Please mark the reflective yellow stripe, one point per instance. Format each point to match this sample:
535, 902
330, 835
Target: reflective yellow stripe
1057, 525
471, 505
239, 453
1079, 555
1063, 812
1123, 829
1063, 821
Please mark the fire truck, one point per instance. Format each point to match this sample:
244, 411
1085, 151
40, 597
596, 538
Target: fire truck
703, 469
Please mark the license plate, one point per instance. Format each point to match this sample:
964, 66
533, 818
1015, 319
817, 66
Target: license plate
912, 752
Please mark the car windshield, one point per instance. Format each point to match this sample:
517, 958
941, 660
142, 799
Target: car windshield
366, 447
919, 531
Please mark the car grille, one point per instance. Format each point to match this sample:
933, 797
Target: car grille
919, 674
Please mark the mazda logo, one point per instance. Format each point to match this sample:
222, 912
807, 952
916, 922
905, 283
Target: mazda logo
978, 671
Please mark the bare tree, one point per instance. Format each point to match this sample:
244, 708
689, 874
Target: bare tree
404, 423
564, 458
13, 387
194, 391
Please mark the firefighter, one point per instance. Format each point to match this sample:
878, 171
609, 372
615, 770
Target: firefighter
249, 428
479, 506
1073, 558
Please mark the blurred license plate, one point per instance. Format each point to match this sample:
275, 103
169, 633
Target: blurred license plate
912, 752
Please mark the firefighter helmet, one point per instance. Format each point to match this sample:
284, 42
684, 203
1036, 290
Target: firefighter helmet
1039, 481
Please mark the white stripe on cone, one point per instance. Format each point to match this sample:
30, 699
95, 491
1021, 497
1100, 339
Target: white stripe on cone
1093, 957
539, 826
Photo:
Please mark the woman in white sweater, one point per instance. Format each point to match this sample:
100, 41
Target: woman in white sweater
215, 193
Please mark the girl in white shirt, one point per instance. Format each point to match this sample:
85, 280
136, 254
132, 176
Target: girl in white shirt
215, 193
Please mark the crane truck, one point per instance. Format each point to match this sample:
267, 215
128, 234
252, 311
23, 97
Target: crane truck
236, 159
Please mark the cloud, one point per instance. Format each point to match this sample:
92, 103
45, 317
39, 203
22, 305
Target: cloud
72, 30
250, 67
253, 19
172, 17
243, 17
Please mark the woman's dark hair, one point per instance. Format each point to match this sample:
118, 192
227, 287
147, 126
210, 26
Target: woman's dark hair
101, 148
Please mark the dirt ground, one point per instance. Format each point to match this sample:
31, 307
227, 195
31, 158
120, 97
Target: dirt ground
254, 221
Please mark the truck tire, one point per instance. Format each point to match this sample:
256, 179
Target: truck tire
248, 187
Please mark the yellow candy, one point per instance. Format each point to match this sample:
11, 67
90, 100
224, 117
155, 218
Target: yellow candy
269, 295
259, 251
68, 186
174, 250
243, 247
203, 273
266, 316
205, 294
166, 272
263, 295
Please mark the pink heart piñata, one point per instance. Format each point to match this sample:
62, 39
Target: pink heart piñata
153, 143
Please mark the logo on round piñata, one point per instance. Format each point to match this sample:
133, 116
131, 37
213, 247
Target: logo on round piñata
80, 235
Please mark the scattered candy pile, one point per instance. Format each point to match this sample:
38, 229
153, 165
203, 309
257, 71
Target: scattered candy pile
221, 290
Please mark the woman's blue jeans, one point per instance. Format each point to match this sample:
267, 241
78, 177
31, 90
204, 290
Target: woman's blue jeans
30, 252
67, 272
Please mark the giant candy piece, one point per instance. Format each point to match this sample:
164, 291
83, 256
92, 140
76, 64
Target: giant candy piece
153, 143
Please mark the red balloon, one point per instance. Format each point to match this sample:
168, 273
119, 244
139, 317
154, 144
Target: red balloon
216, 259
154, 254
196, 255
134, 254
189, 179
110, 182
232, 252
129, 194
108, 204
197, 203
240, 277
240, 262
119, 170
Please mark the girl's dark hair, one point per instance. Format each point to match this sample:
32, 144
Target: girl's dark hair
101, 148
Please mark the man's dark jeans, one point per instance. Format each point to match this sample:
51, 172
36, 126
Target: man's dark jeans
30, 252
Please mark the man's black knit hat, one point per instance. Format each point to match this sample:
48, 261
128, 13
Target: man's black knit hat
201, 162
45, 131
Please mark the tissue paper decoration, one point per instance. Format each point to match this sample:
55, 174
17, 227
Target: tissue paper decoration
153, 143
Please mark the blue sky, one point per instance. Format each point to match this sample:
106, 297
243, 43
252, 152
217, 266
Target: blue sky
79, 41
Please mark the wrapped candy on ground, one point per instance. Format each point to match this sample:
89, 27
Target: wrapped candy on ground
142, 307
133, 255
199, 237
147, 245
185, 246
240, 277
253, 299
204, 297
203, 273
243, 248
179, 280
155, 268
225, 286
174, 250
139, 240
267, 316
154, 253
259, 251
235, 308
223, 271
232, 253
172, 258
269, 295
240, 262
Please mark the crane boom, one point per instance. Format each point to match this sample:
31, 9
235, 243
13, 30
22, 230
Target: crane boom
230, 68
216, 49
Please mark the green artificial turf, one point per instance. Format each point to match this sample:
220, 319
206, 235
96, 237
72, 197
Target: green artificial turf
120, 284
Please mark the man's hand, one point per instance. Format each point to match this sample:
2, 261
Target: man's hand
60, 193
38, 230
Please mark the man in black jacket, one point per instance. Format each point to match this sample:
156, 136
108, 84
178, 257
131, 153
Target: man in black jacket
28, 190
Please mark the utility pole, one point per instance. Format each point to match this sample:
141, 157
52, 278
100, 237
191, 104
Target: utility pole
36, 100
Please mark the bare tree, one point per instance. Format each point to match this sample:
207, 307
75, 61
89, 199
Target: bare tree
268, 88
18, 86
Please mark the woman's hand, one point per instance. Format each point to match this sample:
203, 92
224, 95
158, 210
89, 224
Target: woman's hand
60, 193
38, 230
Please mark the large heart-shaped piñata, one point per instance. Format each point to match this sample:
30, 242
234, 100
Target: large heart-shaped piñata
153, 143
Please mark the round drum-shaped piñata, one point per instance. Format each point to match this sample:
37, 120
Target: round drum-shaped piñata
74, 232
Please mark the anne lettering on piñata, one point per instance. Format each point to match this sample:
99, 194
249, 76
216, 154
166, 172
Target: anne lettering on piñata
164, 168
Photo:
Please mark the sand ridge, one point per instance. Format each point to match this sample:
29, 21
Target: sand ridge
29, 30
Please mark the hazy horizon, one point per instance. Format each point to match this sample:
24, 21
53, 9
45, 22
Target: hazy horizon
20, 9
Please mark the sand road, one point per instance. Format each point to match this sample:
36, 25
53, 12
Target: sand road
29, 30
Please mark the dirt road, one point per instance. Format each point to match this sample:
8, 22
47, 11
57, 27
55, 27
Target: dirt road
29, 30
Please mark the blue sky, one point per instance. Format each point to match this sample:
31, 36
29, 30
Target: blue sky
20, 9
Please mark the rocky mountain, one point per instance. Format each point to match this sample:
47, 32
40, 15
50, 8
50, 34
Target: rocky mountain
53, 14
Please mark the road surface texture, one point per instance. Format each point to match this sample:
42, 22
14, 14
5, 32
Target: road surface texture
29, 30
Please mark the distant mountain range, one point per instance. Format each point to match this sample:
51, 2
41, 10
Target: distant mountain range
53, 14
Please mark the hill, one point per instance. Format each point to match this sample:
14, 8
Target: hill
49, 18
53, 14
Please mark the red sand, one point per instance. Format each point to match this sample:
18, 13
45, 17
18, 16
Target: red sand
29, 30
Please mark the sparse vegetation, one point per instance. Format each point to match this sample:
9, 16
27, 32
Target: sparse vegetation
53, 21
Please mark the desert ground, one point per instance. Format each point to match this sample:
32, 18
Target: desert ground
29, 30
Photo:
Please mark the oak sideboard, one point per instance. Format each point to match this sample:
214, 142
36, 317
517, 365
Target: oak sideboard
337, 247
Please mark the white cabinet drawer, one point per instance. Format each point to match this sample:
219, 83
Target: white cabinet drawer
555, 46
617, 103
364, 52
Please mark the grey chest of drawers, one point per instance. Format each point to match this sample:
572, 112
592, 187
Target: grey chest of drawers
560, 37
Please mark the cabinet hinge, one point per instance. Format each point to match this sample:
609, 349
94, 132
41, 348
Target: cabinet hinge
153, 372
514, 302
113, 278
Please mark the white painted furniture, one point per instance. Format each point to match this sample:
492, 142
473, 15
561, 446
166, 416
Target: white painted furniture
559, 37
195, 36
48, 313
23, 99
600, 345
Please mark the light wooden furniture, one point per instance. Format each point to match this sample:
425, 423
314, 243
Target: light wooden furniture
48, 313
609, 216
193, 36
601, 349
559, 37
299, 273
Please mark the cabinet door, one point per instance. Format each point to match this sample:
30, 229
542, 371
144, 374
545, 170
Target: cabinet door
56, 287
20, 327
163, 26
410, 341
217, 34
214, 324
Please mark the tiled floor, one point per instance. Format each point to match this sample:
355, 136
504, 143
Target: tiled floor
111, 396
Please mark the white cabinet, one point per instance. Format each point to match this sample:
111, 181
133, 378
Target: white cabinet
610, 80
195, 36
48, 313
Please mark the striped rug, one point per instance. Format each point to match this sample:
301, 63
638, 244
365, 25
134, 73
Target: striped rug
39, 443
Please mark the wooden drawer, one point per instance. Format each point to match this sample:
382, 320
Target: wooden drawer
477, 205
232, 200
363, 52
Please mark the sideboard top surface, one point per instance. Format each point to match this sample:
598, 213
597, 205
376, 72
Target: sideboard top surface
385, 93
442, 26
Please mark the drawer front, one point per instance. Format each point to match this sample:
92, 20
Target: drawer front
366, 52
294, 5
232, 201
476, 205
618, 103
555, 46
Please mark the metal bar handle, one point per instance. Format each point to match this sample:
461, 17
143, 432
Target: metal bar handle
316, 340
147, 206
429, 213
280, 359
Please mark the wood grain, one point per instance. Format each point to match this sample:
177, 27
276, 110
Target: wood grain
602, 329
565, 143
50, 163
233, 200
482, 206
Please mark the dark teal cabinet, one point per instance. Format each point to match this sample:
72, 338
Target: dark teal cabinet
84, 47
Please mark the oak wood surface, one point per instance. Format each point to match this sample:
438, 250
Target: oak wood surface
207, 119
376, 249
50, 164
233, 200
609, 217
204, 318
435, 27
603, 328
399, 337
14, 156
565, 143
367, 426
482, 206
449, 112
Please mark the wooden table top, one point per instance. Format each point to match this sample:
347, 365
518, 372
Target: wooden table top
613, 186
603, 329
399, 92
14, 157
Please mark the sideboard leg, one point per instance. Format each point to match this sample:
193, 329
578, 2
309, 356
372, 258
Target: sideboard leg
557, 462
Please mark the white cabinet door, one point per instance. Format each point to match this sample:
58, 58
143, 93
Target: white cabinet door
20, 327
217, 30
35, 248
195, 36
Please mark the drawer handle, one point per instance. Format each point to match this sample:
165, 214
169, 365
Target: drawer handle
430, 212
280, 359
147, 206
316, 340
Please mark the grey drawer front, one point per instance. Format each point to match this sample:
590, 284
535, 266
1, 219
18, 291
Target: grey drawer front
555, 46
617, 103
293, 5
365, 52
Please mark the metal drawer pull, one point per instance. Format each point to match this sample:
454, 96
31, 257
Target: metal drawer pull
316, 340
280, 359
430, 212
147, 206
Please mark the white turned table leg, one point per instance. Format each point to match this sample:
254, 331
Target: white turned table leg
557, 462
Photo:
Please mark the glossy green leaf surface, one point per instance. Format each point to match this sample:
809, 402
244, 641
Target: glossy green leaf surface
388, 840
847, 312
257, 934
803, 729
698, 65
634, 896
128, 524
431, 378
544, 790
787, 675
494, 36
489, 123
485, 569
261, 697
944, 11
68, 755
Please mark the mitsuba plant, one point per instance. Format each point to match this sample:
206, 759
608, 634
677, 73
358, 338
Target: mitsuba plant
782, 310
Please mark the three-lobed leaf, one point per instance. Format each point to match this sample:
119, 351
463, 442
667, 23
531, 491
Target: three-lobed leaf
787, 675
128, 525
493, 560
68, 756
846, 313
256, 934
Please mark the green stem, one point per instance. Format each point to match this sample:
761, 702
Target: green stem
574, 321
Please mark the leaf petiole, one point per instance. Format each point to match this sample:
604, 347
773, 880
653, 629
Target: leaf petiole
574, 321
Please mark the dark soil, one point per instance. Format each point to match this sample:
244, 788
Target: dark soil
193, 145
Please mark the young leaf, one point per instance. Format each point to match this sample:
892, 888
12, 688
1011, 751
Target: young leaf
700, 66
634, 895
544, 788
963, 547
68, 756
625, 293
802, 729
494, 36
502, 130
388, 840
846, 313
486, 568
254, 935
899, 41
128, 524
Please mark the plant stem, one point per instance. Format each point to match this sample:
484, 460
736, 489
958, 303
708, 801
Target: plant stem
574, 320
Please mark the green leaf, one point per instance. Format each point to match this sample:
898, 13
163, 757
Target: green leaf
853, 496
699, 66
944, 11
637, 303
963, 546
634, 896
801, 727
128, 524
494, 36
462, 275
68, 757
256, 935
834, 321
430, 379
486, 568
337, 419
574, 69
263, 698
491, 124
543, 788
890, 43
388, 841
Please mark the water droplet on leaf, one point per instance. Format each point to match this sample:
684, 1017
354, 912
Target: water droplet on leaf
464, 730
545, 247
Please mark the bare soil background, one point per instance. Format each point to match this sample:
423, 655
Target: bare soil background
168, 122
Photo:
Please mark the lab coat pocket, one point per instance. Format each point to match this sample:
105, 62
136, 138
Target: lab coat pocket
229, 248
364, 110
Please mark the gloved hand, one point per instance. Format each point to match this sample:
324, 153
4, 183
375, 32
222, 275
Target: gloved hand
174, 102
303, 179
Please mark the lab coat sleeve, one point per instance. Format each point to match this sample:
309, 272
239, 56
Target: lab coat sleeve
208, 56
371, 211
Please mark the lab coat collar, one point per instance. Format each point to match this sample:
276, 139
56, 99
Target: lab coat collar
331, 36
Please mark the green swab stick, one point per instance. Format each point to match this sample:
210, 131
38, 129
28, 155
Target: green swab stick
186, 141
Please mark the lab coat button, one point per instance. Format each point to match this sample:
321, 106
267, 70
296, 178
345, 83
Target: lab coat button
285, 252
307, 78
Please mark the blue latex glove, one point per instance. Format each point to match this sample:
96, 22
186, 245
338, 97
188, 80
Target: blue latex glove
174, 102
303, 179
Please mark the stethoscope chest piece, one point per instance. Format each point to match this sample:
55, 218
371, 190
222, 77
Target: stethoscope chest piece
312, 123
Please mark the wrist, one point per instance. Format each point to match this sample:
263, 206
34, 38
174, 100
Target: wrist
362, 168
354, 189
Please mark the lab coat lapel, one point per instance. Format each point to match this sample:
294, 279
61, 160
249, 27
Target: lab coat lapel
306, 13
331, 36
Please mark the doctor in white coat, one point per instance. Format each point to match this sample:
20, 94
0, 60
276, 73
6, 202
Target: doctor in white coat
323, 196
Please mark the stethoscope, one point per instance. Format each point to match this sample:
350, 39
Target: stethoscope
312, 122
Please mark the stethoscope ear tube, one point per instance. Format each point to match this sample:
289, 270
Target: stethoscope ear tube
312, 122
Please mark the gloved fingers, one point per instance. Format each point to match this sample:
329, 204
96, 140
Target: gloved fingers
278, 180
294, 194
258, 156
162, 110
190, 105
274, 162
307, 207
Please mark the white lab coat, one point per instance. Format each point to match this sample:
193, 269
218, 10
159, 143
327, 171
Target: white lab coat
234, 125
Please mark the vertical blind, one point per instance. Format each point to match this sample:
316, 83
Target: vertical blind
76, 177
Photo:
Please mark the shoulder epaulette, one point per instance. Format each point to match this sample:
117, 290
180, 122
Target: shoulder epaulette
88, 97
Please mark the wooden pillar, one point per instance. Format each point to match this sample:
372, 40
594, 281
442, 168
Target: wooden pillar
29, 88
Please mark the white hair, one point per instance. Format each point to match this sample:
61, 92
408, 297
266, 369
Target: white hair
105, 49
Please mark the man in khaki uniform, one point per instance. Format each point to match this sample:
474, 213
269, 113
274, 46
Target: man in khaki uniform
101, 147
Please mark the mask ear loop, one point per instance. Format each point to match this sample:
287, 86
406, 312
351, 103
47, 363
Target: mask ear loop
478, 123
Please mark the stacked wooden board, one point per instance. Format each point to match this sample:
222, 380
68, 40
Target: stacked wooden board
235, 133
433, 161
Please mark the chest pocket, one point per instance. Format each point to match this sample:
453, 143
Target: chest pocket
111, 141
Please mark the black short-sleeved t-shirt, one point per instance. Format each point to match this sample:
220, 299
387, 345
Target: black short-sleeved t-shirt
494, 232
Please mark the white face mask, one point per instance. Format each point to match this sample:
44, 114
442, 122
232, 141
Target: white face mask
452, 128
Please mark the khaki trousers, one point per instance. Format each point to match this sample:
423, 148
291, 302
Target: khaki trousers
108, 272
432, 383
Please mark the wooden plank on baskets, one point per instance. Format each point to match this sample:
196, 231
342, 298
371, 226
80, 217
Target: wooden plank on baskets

§ Work to be completed
Return the lines from the line containing "Please mark the man in khaki" to the end of the entries above, exactly as they appear and with no other output.

§ Output below
Please mark the man in khaki uniform, one point per instance. Format each point to match this sample:
474, 213
269, 113
274, 46
Target: man in khaki uniform
101, 147
Please mark the mask ear loop, one point per instance. Format each point to match this sample:
287, 86
406, 312
351, 103
47, 363
Target: mask ear loop
478, 123
Please mark the stacked wooden board, one point per instance. Format each point to match this sample:
222, 380
68, 40
Target: stacked wooden board
235, 133
433, 161
Please mark the chest pocket, one point per instance. Format each point to match this sample:
453, 143
Target: chest pocket
111, 141
Please mark the black short-sleeved t-shirt, one point per instance. Format each point to match this sample:
220, 299
387, 345
Target: black short-sleeved t-shirt
494, 232
Please mark the white face mask, one point per instance. Format each point to match this sample:
44, 114
442, 122
232, 141
Target: white face mask
452, 128
Please mark the khaki trousers, one point per instance. Format each point to match this sample:
423, 148
291, 302
Target: khaki trousers
108, 272
432, 383
Please mark the wooden plank on baskets, one point per instance. Format each point to match this sample:
196, 231
342, 298
371, 226
80, 217
Target: wooden plank on baskets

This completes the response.